--- EXERCISE DATA Enclosed Below ---

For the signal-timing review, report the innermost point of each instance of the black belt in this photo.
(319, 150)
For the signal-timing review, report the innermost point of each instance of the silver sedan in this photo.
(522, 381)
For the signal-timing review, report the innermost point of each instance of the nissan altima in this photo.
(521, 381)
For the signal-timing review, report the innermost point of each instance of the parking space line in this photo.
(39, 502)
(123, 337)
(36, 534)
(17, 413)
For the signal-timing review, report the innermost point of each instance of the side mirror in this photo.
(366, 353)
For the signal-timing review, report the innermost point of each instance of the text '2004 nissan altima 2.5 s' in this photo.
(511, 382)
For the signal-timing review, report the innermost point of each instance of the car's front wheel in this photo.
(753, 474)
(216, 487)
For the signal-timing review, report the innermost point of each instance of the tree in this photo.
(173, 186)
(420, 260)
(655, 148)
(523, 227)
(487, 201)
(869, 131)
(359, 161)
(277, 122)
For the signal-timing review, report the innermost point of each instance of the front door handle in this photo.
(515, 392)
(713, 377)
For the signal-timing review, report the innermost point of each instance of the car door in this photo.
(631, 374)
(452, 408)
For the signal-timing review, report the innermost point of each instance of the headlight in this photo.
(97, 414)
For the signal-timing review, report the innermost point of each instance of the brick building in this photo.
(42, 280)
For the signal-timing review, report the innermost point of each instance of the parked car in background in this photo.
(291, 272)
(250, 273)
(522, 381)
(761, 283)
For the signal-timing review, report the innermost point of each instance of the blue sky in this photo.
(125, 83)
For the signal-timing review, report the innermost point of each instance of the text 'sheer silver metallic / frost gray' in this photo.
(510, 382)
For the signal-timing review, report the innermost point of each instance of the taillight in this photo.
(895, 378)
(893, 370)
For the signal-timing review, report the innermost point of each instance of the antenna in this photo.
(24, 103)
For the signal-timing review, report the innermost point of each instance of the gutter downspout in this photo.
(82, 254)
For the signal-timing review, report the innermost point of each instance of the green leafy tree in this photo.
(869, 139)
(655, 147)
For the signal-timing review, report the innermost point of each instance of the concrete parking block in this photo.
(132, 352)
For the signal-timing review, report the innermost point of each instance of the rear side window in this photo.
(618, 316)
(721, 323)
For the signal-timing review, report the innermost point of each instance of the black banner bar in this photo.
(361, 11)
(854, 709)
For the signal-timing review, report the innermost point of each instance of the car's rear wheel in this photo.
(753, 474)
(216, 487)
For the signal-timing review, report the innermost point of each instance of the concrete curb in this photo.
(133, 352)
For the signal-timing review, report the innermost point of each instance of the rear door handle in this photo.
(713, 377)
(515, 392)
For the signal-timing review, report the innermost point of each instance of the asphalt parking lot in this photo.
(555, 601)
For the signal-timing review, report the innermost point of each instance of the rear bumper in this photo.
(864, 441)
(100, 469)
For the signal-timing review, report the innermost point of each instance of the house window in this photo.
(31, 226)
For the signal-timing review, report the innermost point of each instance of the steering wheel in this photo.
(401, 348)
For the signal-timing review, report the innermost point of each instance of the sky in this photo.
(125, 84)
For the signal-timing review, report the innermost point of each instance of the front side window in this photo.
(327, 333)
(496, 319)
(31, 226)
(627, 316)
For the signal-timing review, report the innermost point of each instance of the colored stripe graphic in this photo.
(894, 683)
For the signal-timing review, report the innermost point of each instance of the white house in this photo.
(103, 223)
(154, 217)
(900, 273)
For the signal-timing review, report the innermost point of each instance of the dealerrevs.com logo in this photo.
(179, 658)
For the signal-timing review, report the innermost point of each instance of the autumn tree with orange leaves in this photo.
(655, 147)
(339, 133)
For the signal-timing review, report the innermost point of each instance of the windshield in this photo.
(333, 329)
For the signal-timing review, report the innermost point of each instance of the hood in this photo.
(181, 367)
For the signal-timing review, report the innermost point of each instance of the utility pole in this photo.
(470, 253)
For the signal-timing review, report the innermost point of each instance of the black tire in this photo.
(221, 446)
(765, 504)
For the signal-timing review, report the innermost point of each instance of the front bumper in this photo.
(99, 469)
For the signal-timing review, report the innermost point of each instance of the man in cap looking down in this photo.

--- End of Enclosed EXERCISE DATA ---

» **WHAT TO DO**
Retype every record above exactly.

» **REPLY TO THE EXERCISE**
For the signal-timing review, report the innermost point of each instance of the black belt in this photo.
(319, 150)
For the signal-timing review, report the innermost point of each instance of the silver sedan in this photo.
(522, 381)
For the signal-timing review, report the innermost point of each instance of the nissan altima in this photo.
(521, 381)
For the signal-timing review, report the innermost point of each instance of the parking space line in this photo.
(39, 502)
(123, 337)
(36, 534)
(17, 413)
For the signal-timing review, report the innermost point of each instance of the side mirror in this photo.
(366, 353)
For the signal-timing review, report the innermost point of each instance of the text '2004 nissan altima 2.5 s' in this photo.
(511, 382)
For the signal-timing review, report the innermost point of each instance of the car's front wheel in this photo.
(753, 474)
(216, 487)
For the signal-timing review, report the innermost point of each instance of the tree in this photo.
(173, 186)
(420, 260)
(655, 148)
(523, 227)
(487, 201)
(869, 131)
(359, 161)
(277, 122)
For the signal-timing review, report the innermost point of each instance of the front door handle in this photo.
(515, 392)
(713, 377)
For the signal-timing review, report the innermost point of each instance of the car door in this photo.
(631, 374)
(452, 408)
For the signal-timing review, report the innermost point of each instance of the headlight in this photo.
(97, 414)
For the signal-timing review, report the innermost point of each instance of the brick building in this photo.
(42, 280)
For the signal-timing review, report the innermost point of each instance of the parked car in background in this photo.
(291, 272)
(250, 273)
(522, 381)
(761, 283)
For the signal-timing review, report the innermost point of each instance of the blue sky in this photo.
(125, 83)
For the signal-timing review, report the innermost point of each instance of the text 'sheer silver metallic / frost gray' in this photo.
(510, 382)
For the signal-timing review, report the innermost point of each instance of the taillight in this photo.
(895, 378)
(893, 370)
For the signal-timing review, report the innermost point of each instance of the antenna in this photo.
(24, 103)
For the signal-timing review, report the innermost point of each instance of the gutter downspout in this photo.
(82, 254)
For the signal-timing review, report the innermost point of each instance of the green leafy tree in this photo.
(869, 139)
(655, 147)
For the signal-timing review, report the innermost point of each instance of the concrete parking block in this photo.
(132, 352)
For the signal-timing review, report the innermost point of each instance of the rear side window in this photo.
(618, 316)
(721, 323)
For the signal-timing review, report the innermost point of each instance of the black banner bar in this photo.
(361, 11)
(854, 709)
For the signal-timing review, report the innermost point of each instance of the car's rear wheel in this photo.
(753, 474)
(216, 487)
For the signal-timing review, report the innermost point of each instance of the concrete curb in this photo.
(133, 352)
For the signal-timing review, report the innermost point of each instance of the rear door handle in this photo.
(713, 377)
(515, 392)
For the signal-timing review, report the innermost point of each instance of the asphalt parking lot in this photo.
(555, 601)
For the signal-timing review, report the innermost point of each instance of the rear bumper in this photo.
(864, 441)
(100, 469)
For the signal-timing review, report the innermost point of each instance of the house window in this photo.
(31, 226)
For the signal-timing review, report the innermost point of each instance of the steering wheel in this photo.
(401, 348)
For the signal-timing review, report the innermost point of each instance of the sky in this photo.
(125, 84)
For the signal-timing review, report the innermost point of each instance of the front side window in this photo.
(327, 333)
(496, 319)
(31, 226)
(627, 316)
For the signal-timing review, report the innermost point of each instance of the colored stripe graphic in this photo.
(894, 683)
For the signal-timing review, report the innermost point of each instance of the white house in this photo.
(103, 223)
(154, 217)
(900, 273)
For the signal-timing review, report the innermost point of each instance of the dealerrevs.com logo in this photo.
(179, 658)
For the signal-timing review, report the innermost point of each instance of the autumn tree with orange leaves in this photo.
(655, 147)
(339, 133)
For the signal-timing review, report the innermost point of each instance of the windshield in this photo.
(333, 329)
For the signal-timing review, report the innermost point of each instance of the hood in this photo.
(181, 367)
For the signal-timing review, report the innermost point of each instance of the utility pole in this photo.
(470, 253)
For the signal-timing review, report the innermost point of each instance of the black tire in this photo.
(221, 446)
(765, 504)
For the signal-timing review, report the innermost point of each instance of the front bumper in this photo.
(99, 469)
For the signal-timing review, report the innermost point of each instance of the man in cap looking down in this photo.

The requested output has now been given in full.